▶ _Document section_
════════

Hundreds of thousands of tiny strands of plastic lint are released into wastewater each time you run a load of synthetics. Many of these microplastics end up in the oceans - and their full effects are still not known.
Running clothes made of synthetic fibers through a washing machine at normal temperatures causes vast numbers of tiny plastic fibers to be released into wastewater, researchers at the International Marine Litter Research Unit at Plymouth University in England have found.
The research is the first that quantifies laundry lint as a source of plastics pollution - adding to existing concerns over larger and more visible varieties of plastic trash, which has led to measures like bans on plastic shopping bags.
Just how many plastic fibers were released during a laundry cycle depended on the fabric, as well as the type of detergent: A typical 6-kilogram (13-pound) washing load of acrylic-fabric items (like fluffy blankets) generated more than 700,000 individual fibers.
A load of polyester fabric (like fleece sweaters) generated nearly 500,000 polyester fibers, and a load of polyester-cotton blend clothing generated about 140,000 fibers. Average fiber lengths ranged from 5 to about 8 millimeters in length.
So why does that matter?
Data lacking on effects
"The quantity of microplastic in the environment is expected to increase ... and there are concerns about the potential to have harmful effects if ingested," researchers Imogen Napper and Richard Thompson wrote in their report.
Other studies have shown that such fibers can be found in waters downstream from sewage treatment plants. Even though wastewater from washing machines normally gets filtered through sewage treatment facilities, tiny pieces of lint don't always get filtered out.
A sample of plastic garbage sieved from a river in Maryland - some of it is lint from synthetic fabrics
Which is why "fibers released by washing of clothing could be an important source of microplastics to aquatic habitats," as the authors wrote.
The full effects of plastic microfibers as they float around in the world's seas and lakes are not clear. Research has shown that large quantities of them are ingested by marine organisms, ranging from zooplankton through crustaceans and fish, to seabirds and marine mammals.
Humans eventually close the food circle by eating fish and seafood.
Another recent report by Greenpeace report reviewed scientific literature, with a special focus on microplastics under 5 millimeters in length - including spheres, fragments, or filaments such as those released from washing of synthetic fabrics.
"We now know that microplastics in the sea could have an even greater effect than macroplastics," the Greenpeace report stated.
Macroplastics are big pieces of plastic, such as bits of fishing net or discarded six-pack holders, which often strangle fish, birds, or marine mammals that get entangled in them.
Because they're so small, microplastics have the potential to be ingested by a far larger number of marine organisms. The surface of microplastics can absorb and leach toxic chemicals, so they also serve as rides for hitchhiking poisons.
"Many of the chemical additives and contaminants found to be associated with microplastics, or that are known to accumulate readily on the surface of microplastics, are certainly of significance to human health, as well as to that of wildlife," the Greenpeace review stated.

════════

▶ _Data section_
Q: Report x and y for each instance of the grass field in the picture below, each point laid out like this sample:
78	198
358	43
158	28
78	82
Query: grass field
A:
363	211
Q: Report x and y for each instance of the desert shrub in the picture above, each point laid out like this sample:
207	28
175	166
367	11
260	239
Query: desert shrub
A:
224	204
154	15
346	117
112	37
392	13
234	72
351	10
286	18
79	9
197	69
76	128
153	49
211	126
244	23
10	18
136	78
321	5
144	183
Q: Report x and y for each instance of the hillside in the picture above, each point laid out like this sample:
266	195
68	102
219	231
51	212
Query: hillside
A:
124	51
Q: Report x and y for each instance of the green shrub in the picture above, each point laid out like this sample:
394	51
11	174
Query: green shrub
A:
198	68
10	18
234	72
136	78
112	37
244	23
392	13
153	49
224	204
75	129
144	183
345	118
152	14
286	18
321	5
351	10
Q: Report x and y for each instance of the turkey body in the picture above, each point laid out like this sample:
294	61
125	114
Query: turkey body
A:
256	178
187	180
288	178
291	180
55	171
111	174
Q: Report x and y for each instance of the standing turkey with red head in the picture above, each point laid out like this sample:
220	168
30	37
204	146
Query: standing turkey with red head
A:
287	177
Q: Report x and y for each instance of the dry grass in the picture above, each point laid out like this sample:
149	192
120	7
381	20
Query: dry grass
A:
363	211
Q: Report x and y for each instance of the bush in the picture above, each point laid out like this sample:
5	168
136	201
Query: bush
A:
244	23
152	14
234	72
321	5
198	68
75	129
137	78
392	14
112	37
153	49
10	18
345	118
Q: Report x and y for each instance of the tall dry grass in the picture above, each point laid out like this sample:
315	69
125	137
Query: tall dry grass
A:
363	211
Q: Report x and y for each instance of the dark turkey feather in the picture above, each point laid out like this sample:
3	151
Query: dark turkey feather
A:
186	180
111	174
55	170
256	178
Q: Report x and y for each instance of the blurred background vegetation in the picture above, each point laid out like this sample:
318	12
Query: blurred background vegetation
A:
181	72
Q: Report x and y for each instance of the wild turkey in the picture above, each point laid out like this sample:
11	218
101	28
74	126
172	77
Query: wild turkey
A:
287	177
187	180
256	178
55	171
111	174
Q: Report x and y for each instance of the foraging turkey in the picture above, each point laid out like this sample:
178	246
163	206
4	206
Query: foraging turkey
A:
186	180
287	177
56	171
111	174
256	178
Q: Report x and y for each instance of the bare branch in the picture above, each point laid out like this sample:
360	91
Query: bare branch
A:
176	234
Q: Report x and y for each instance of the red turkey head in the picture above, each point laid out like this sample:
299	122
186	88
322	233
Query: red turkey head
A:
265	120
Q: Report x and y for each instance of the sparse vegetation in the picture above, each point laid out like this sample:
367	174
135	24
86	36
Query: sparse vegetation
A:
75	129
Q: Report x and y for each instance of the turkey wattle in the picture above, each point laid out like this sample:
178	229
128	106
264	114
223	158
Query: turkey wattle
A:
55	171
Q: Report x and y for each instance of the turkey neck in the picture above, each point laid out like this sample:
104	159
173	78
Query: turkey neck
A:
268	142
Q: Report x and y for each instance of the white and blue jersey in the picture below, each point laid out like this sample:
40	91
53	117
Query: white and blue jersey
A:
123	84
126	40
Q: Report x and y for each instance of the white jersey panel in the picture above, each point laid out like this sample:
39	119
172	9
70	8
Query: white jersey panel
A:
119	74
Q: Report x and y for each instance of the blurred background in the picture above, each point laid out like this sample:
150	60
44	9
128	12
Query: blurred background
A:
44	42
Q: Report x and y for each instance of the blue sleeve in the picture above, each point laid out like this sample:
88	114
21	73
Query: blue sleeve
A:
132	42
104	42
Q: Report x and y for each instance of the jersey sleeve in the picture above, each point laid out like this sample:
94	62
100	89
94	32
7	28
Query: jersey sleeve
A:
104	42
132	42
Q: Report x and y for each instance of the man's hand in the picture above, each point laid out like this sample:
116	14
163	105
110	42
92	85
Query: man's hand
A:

════════

▶ _Tasks to perform_
1 - In the article on plastic lint from laundry, how many individual fibers did a typical 6-kilogram washing load of acrylic-fabric items generate?
2 - Translate this sentence from the article on plastic lint from laundry into Spanish: "Humans eventually close the food circle by eating fish and seafood."
3 - Write out everything from "Macroplastics are big" down to "for hitchhiking poisons." in the article on plastic lint from laundry.

▶ _Solutions per task_
1 - More than 700,000 individual fibers.

2 - Los seres humanos finalmente cierran el círculo alimentario al comer pescado y mariscos.

3 -
Macroplastics are big pieces of plastic, such as bits of fishing net or discarded six-pack holders, which often strangle fish, birds, or marine mammals that get entangled in them.
Because they're so small, microplastics have the potential to be ingested by a far larger number of marine organisms. The surface of microplastics can absorb and leach toxic chemicals, so they also serve as rides for hitchhiking poisons.